- [QUOTED PASSAGE]:
+ + +
As counterpoint, his colleague, Major Steenkamp (played suavely by Shandu) does the smoother “good cop” afterwards and explains: “His questioning can, shall we say, sometimes be a bit robust …”
The sparseness of the stage — bordered with just a filing cabinet, a desk and four chairs in a row for the four Security Branch men — enhances the drama. The focus is on the phenomenal actors, with efficient, pinpoint lighting and limited, but effective, sound effects augmenting only when necessary.
Right at the end, visuals are projected on the wall to tie it all up, including celebrating Eleanor Kasrils, who died on 8 November 2009 at the age of 73, after a long life in pursuit of justice for all South Africa’s people.
The Unlikely Secret Agent runs until 2 June at The Market Theatre in Johannesburg.
‘There are parts of the play that make me want to weep’
Ronnie Kasrils wears his heart on his sleeve. Last Friday night, he went to the opening of the play about his late wife Eleanor, The Unlikely Secret Agent, at The Market Theatre in Johannesburg.
+ + +
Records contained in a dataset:

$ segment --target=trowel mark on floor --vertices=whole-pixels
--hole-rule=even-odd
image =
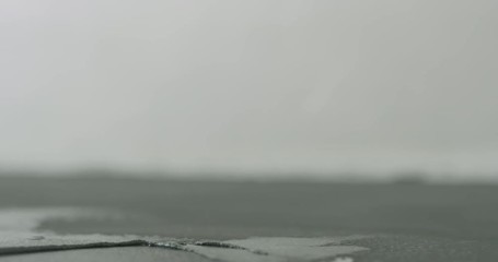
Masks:
[[[82,248],[154,247],[189,251],[205,258],[227,262],[286,262],[335,259],[338,255],[366,251],[355,246],[341,246],[344,241],[366,236],[286,238],[258,237],[228,241],[178,240],[144,236],[67,235],[38,233],[36,227],[46,219],[102,218],[116,213],[76,209],[23,209],[0,211],[0,255],[37,251]],[[350,258],[333,262],[351,262]]]

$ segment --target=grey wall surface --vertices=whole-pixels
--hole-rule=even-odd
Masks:
[[[494,177],[497,11],[1,1],[0,164]]]

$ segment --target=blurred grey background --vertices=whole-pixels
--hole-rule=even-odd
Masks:
[[[3,0],[0,167],[498,180],[497,9]]]

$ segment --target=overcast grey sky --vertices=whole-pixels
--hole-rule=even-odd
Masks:
[[[3,0],[0,166],[498,174],[497,11]]]

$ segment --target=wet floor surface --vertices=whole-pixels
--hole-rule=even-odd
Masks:
[[[266,239],[369,236],[340,242],[339,246],[364,249],[348,257],[294,255],[291,261],[333,257],[344,261],[498,261],[497,189],[494,186],[0,178],[0,211],[69,207],[111,214],[55,216],[36,226],[37,230],[57,235],[134,234],[216,241],[254,236]],[[142,250],[139,247],[126,250],[136,249]],[[274,250],[291,251],[289,246]],[[78,255],[90,251],[63,252]],[[95,254],[112,255],[109,252],[114,251],[95,251]],[[306,252],[321,251],[312,248],[298,254]],[[63,258],[55,253],[54,260]],[[0,257],[0,261],[28,261],[36,255]],[[50,253],[39,255],[43,261]],[[153,255],[148,257],[150,261],[154,261]],[[185,261],[197,260],[192,257]]]

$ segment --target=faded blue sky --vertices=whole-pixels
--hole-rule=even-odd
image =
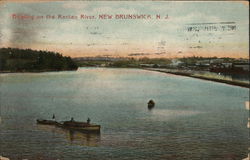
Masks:
[[[248,57],[248,2],[58,1],[0,3],[0,47],[53,50],[81,56]],[[12,14],[72,15],[78,19],[13,19]],[[80,15],[96,19],[79,19]],[[147,14],[152,19],[102,20],[100,14]],[[157,20],[155,15],[161,15]],[[168,19],[163,19],[168,15]],[[221,22],[234,22],[221,24]],[[213,23],[213,24],[204,24]],[[191,25],[195,24],[195,25]],[[187,31],[188,27],[234,30]]]

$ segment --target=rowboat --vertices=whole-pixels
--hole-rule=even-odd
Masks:
[[[62,121],[57,122],[55,120],[41,120],[37,119],[37,124],[43,125],[54,125],[56,127],[61,127],[68,130],[75,130],[87,133],[100,133],[101,126],[96,124],[90,124],[88,122],[78,122],[78,121]]]

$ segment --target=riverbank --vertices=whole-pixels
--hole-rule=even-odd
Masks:
[[[209,77],[209,76],[201,75],[201,74],[199,75],[199,74],[195,74],[192,72],[176,71],[176,70],[170,70],[170,69],[157,69],[157,68],[143,68],[143,69],[148,70],[148,71],[163,72],[163,73],[175,74],[175,75],[180,75],[180,76],[187,76],[187,77],[192,77],[192,78],[198,78],[198,79],[203,79],[203,80],[208,80],[208,81],[213,81],[213,82],[219,82],[219,83],[225,83],[225,84],[234,85],[234,86],[250,88],[249,82],[247,83],[247,82],[243,82],[243,81],[219,79],[216,77]]]
[[[78,68],[77,68],[78,69]],[[68,70],[24,70],[24,71],[0,71],[0,74],[8,73],[42,73],[42,72],[61,72],[61,71],[77,71],[77,69],[68,69]]]

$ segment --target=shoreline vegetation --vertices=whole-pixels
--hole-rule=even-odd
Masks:
[[[137,68],[250,88],[249,59],[243,58],[79,57],[74,61],[81,67]]]
[[[147,71],[162,72],[162,73],[167,73],[167,74],[186,76],[186,77],[191,77],[191,78],[197,78],[197,79],[202,79],[202,80],[207,80],[207,81],[213,81],[213,82],[225,83],[225,84],[239,86],[239,87],[250,88],[250,83],[242,82],[242,81],[234,81],[234,80],[228,80],[228,79],[209,77],[207,75],[187,73],[183,71],[171,71],[171,70],[155,69],[155,68],[143,68],[143,69]]]
[[[204,62],[205,64],[203,64]],[[208,62],[209,65],[207,64]],[[245,63],[244,65],[247,64],[249,67],[249,59],[217,57],[183,57],[179,59],[80,57],[71,59],[50,51],[0,48],[0,74],[72,71],[77,70],[78,67],[137,68],[250,88],[249,77],[247,81],[242,81],[223,76],[233,74],[237,76],[249,75],[249,70],[232,67],[233,63],[243,64],[243,62]],[[230,64],[231,68],[225,68],[225,66],[223,68],[217,67],[223,65],[230,66]],[[217,68],[211,68],[214,65]],[[221,74],[211,70],[226,72]]]
[[[77,70],[70,58],[51,51],[0,48],[0,73]]]

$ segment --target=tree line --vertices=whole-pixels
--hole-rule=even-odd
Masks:
[[[70,58],[51,51],[0,48],[0,71],[40,72],[76,70],[77,64]]]

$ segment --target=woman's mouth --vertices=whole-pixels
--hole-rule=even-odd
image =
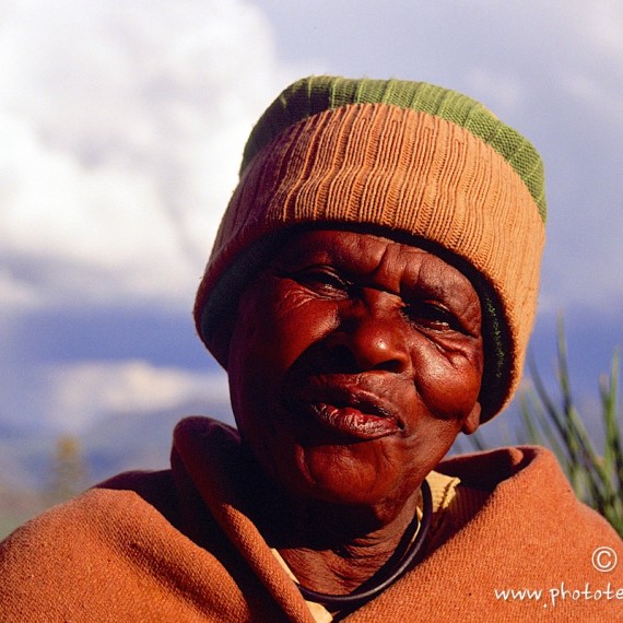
+ + +
- [WORK INSTRUCTION A]:
Rewrite the passage on The Unlikely Secret Agent, starting with "As counterpoint, his" and going on through "only when necessary.", replacing "chairs" with "stools".
- [WORK INSTRUCTION B]:
List every person named in the passage on The Unlikely Secret Agent.
- [WORK INSTRUCTION C]:
Carry on the passage on The Unlikely Secret Agent from its last sentence.

- [EXPECTED ANSWER A]:
As counterpoint, his colleague, Major Steenkamp (played suavely by Shandu) does the smoother “good cop” afterwards and explains: “His questioning can, shall we say, sometimes be a bit robust …”
The sparseness of the stage — bordered with just a filing cabinet, a desk and four stools in a row for the four Security Branch men — enhances the drama. The focus is on the phenomenal actors, with efficient, pinpoint lighting and limited, but effective, sound effects augmenting only when necessary.

- [EXPECTED ANSWER B]:
- Major Steenkamp
- Shandu
- Eleanor Kasrils
- Ronnie Kasrils

- [EXPECTED ANSWER C]:
It’s the first run in Gauteng of the play, written and directed by Paul du Toit. It was first staged at The Drama Factory in Somerset West in June 2021, and then at Cape Town’s Artscape and Baxter theatres the following year.
Kasrils has seen The Unlikely Secret Agent about 10 times. I ask the former intelligence minister, ANC activist and MK underground leader what it is like, whether he has got used to its impact.
“It just blows me away every time,” he says in an interview this week. “Certain parts of the play grab me by the throat — it catches me so strongly; it moves me …”
International relations minister and former cabinet colleague Naledi Pandor sat next to him at the Joburg opening night.
“She saw how it shook me, how it moved me strongly, and she just held my hand.”
The play is set in Durban in 1963, when Eleanor was detained by the police’s Security Branch and Kasrils was on the run. “There are certain parts of the play that make me want to weep,” he says. “It takes me back to a seminal part of our lives, of Eleanor’s and my lives.”
The idea of turning Kasrils’ book The Unlikely Secret Agent into a play came from the actor who plays Eleanor, Erika Breytenbach-Marais.
“She read the book and fell in love with it,” he says.
Breytenbach-Marais interested the award-winning Du Toit in Eleanor’s story and he wrote the play after intensive research.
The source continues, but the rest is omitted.